Every so often, somebody at the farmers’ market makes the mistake of commenting on how great all this rain must be for the crops.
I do my best not to frown thunderously in response.
It’s been an incredibly wet year, bordering on our wettest ever. After an embarrassingly long time searching for the exact measurements for our neck of the woods, I had to fall back on the measurements taken at the airport 35 miles away. With that grain of salt*, we’ve had over 30 inches of rain in the past six and a half months, twenty of those falling in the past 90 days.
Flowers need rain, as a beloved friend once told me, but too much rain will batter the hell out of your zinnias and make their buds rot, as I am currently experiencing. Too much rain encourages diseases and pests, means there’s less sunshine for plants to turn into leaves and fruit, and sometimes literally washes away the fields. Bees don’t fly when it’s raining, so while my girls are doing okay, they’d be a lot better off if they had more sunshine.
Left and right, farmer friends of ours are reporting huge crop losses as a result of all the rain. We’ve lost a lot of summer and winter squash and probably most of our melons. Our tomatoes are under plastic tunnels, which has spared them—they’d be gone otherwise. Mercifully, the peppers, eggplant, and okra seem to be doing alright.
But working outside in this weather is rather physically uncomfortable. The mosquitoes are out in force, and my legs are thoroughly chewed up. I’ve ditched my rubber boots for being barefoot most of the time—the boots are cracked, plus there have been several times it’s rained hard enough to fill them from the top, which kind of defeats the purpose. There’s been mud deep enough to drag my boots off when I slide in calf-deep, so going barefoot sometimes makes it easier to wrassle myself out of the field, too. I squish every where I go, and sometimes feel despair at the thought of taking a shower at the end of the day, as I’ve only just dried out.
The storms we’re getting are more than just rain, though; more often than not, they bring wind and lightning with them, too. While we’re cautious about the lightning, sometimes tunnels need closed while a storm is racing in—in which case I comfort myself by thinking that if I am struck by lightning, I’m breaking another gender barrier. Most (82%) victims of lightning strikes in the U.S. are men, on account of them engaging in more outdoor activities and being less likely to seek shelter in a storm.
Maybe not the most pressing gender barrier to break, but there it is, all the same.
So the rain is a drag, rough on us and rough on the plants. Rough on the chickens, too, who look like rung-out down pillows most of the time. I can’t complain with much force, though. Not long ago, 19 men died in Arizona for want of rain; millions of people go without clean water every year, while I squeeze my braids out for the third time in one day. We’re doing okay, despite the wet; we’re making soil blocks for fall planting, hoping and praying for a better autumn season. And while it’s dreary and tiresome, sometimes, to trudge through another wet afternoon, the chance to watch and marvel at our smallness in the face of such enormous forces is one I don’t take for granted. A few weeks ago, Ben and I were working in the field and watched ferocious thunderstorms pass around us to both the east and the west—we could hear them growling and rushing and banging, could smell the rain they carried, but we worked in a (hot, humid) pocket of sunshine, all the hotter and brighter for being surrounded by dark clouds. A narrow miss and a chance blessing which sticks with me, still.
So, flowers need rain, and so do vegetables, but just enough, please.
*I learned in the process that if you are incredibly nerdy [like me] you can download .csv files of years and years of weather data from your area at the Weather Underground, wunderground.com. I don’t know why you’d want to do that, but you might. I mean, I also just found out that there is a Journal of Performance of Constructed Facilities, which I find strangely comforting. I fool around with weather data late into the night, and other people publish about how well buildings work (or don’t). What a beautiful world.

** DATA BLOCK **
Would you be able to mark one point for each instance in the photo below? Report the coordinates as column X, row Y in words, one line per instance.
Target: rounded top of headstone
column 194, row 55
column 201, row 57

** EXERCISE **
Extract the passage of the post about the wet growing season starting with "The storms we’re" and going on through "all the same.", copying it word for word. The data come from a source unrelated to the post about the wet growing season.

** SOLUTION TO THE PROBLEM **
The storms we’re getting are more than just rain, though; more often than not, they bring wind and lightning with them, too. While we’re cautious about the lightning, sometimes tunnels need closed while a storm is racing in—in which case I comfort myself by thinking that if I am struck by lightning, I’m breaking another gender barrier. Most (82%) victims of lightning strikes in the U.S. are men, on account of them engaging in more outdoor activities and being less likely to seek shelter in a storm.
Maybe not the most pressing gender barrier to break, but there it is, all the same.